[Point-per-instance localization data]
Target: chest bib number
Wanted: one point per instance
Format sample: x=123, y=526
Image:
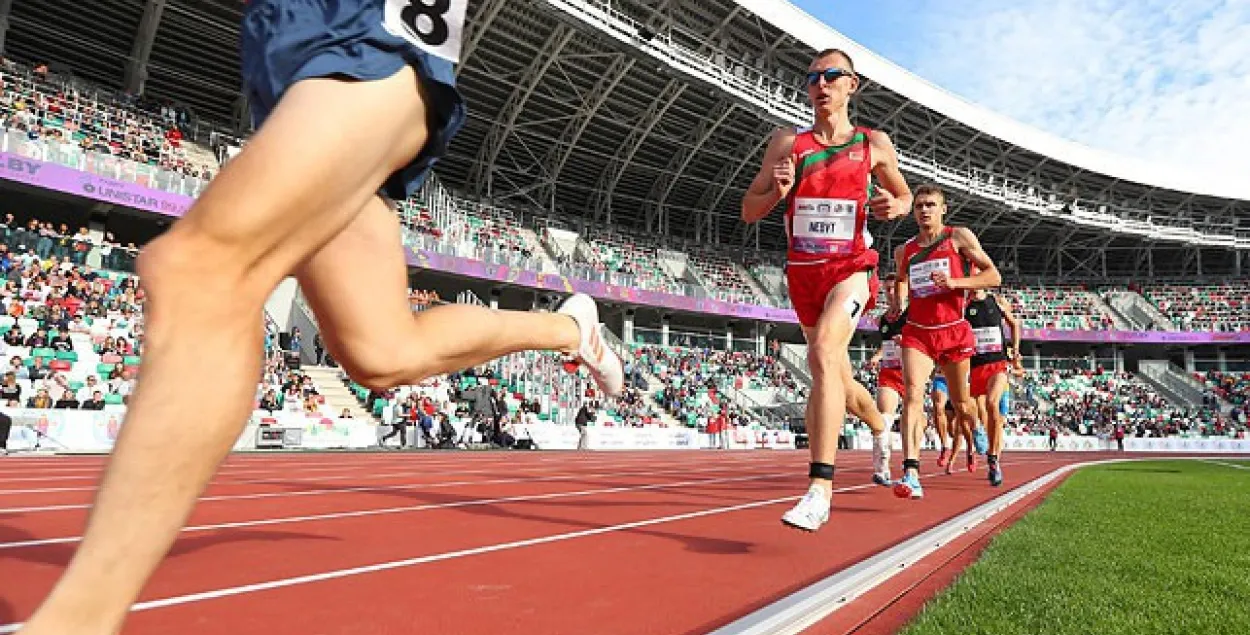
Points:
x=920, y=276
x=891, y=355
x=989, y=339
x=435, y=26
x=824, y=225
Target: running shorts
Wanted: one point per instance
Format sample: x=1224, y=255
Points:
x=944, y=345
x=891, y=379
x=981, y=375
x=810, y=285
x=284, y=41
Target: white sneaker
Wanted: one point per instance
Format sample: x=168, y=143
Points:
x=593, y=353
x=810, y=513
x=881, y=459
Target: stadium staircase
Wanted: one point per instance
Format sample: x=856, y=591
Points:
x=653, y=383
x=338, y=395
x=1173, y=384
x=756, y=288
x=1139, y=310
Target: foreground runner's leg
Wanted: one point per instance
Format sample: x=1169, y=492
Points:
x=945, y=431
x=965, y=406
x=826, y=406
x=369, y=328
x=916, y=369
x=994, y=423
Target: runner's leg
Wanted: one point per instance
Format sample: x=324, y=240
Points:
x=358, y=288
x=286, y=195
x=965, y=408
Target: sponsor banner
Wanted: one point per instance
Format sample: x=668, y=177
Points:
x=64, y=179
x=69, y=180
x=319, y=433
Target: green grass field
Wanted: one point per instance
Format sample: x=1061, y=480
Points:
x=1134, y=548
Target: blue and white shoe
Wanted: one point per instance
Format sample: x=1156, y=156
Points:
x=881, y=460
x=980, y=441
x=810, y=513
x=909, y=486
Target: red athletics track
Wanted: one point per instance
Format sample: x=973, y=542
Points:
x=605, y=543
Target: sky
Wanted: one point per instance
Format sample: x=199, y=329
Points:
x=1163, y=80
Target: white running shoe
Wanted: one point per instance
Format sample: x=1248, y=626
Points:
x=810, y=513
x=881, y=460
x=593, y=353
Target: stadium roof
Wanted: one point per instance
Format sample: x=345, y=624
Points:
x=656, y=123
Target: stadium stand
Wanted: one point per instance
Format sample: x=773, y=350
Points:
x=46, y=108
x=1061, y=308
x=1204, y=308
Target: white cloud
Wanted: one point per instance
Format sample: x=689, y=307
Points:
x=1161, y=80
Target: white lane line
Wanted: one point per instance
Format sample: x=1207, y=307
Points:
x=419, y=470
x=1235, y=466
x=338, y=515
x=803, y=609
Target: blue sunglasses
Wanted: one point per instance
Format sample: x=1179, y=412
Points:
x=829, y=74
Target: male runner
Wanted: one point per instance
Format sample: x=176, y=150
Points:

TASK DESCRIPTION: Please print each entry exactly as it stands, without the pictures.

SOLUTION FOR THIS EXERCISE:
Target: chest bib number
Wanted: one point per instance
Format sample: x=123, y=526
Image:
Points:
x=920, y=276
x=891, y=355
x=989, y=339
x=435, y=26
x=824, y=225
Target: running shorts
Wanted: one point per instance
Format sample: x=1224, y=255
Points:
x=944, y=345
x=891, y=379
x=981, y=375
x=810, y=285
x=284, y=41
Target: white sneaker
Wanted: one point per instance
Format sample: x=168, y=143
Points:
x=593, y=353
x=810, y=513
x=881, y=459
Target: stadium staircase
Wanted: one point per instance
Format sample: x=856, y=591
Points:
x=653, y=383
x=338, y=395
x=1173, y=384
x=756, y=288
x=1139, y=310
Target: foreground runner's leg
Wanted: one point per instance
Format sample: x=1169, y=492
Points:
x=945, y=431
x=965, y=406
x=826, y=406
x=369, y=328
x=916, y=369
x=994, y=423
Target: runner's leg
Wanted: one point per instance
Format sample: x=324, y=240
Points:
x=358, y=288
x=286, y=195
x=965, y=408
Target: sponsor banner
Wanted: one point per instance
Format sample: x=668, y=177
Points:
x=64, y=179
x=69, y=180
x=319, y=433
Target: green grass field
Wanted: one point per instance
Format sample: x=1061, y=480
Points:
x=1134, y=548
Target: blue and white shoe
Wanted: one point per instance
Format sample: x=1156, y=156
Points:
x=881, y=460
x=980, y=441
x=810, y=513
x=909, y=486
Target: red athletics track
Wanted: one point per instance
Format sample: x=973, y=542
Points:
x=605, y=543
Target: sky
Wanted: one point per instance
Format sample: x=199, y=329
Points:
x=1163, y=80
Target: white running shoe
Wanted: one point per instance
Format sample: x=1248, y=626
Points:
x=810, y=513
x=881, y=460
x=593, y=353
Target: stadium roof
Wanted: one point per instance
Format sample: x=345, y=624
Points:
x=656, y=123
Target: stadium stand
Wanted: one point per instance
Format sample: x=773, y=350
Points:
x=46, y=108
x=1061, y=308
x=1204, y=308
Target: white cloud
Wanted: one point per instance
Format sample: x=689, y=307
Points:
x=1161, y=80
Target: white lane line
Wanted: one point per instance
Format sample: x=1207, y=307
Points:
x=419, y=470
x=1235, y=466
x=338, y=515
x=803, y=609
Target: blue sunglasses
Wanted: one point per instance
Format sample: x=1179, y=412
Points:
x=829, y=74
Target: male runner
Wanted: one point per instance
Format sample: x=176, y=150
Points:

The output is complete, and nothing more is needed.